### Problem requirements
Carry on the article about Burlington College from where it stops.

Burlington College was a private college in Burlington, Vermont. It offered associate, bachelor's, and master's degrees, as well as several professional certificates. Although regionally accredited by the New England Association of Schools and Colleges, the college was placed on probation in July 2014 for failing to meet the accreditor's standards regarding financial resources. The college ceased operations in 2016.

History
Burlington College started in 1972 as the Vermont Institute of Community Involvement. A handful of students met in the living room of founder Dr. Steward LaCasce. It originally served adult learners and veterans.

In 2007, the college had 204 students at its main campus in buildings in downtown Burlington. Since most were part-time, this worked out to 130 "full-time equivalents". An additional 30 students studied off-campus.

In 2010, Jane O’Meara Sanders oversaw the purchase of 33 acres of property to be used for college expansion, with the resulting significant debt to be covered by already pledged donations and tuition from planned increased enrollment over five years. Sanders departed shortly after, with Christine Plunkett assuming the position of president.

In 2014, the regional accreditor of the college placed it on probation because of its financial condition, and votes of no confidence were given to Plunkett from organizations representing students, faculty, and staff. She resigned shortly thereafter. In 2015, the college resold 27.5 acres of the land it had purchased. In May 2016, the college board of trustees decided to close the school. According to David A. Graham, writing in The Atlantic, some of the school's financial difficulties dated back to 2010 when the board of directors and Sanders purchased the property in 2010. The original $11 million of debt had been worked down to about $2 million, but because of remaining debt and "insufficient financial resources", the school's bank declined to renew their $1 million line of credit and the school was facing the loss of their accreditation. Local Burlington developer Eric Farrell planned to purchase the campus from the bank to develop a park and housing.

### Stored data
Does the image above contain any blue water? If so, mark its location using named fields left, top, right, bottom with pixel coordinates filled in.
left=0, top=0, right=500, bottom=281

### Written answer
Presidents
 1972–1994: J. Steward LaCasce
 1994–2002: Daniel Casey
 2002–2003: Mary Clancy
 2004–2011: Jane O’Meara Sanders
 2012–2014: Christine Plunkett
 2014: Michael Smith (interim)
 2014–2016: Carol A. Moore

Campus

In 2010, Burlington College announced its intention to purchase the property of the Roman Catholic Diocese of Burlington for use as its main campus. The college sold its former campus to the Committee for Temporary Shelter, a welfare agency, and purchased  of waterfront diocese property in early 2011. In 2015, the college arranged to sell a local developer a parcel of land, as well as the former diocesan orphanage attached to the office and classroom building. The developer, Farrell Real Estate, drafted a master plan to convert the orphanage to student housing. The college retained the original diocese building for classrooms, studios, art rooms, film and radio, laboratories, etc., and the surrounding property.  At the press conference announcing the closure, the school stated that the developer would purchase the college's North Avenue campus from the bank.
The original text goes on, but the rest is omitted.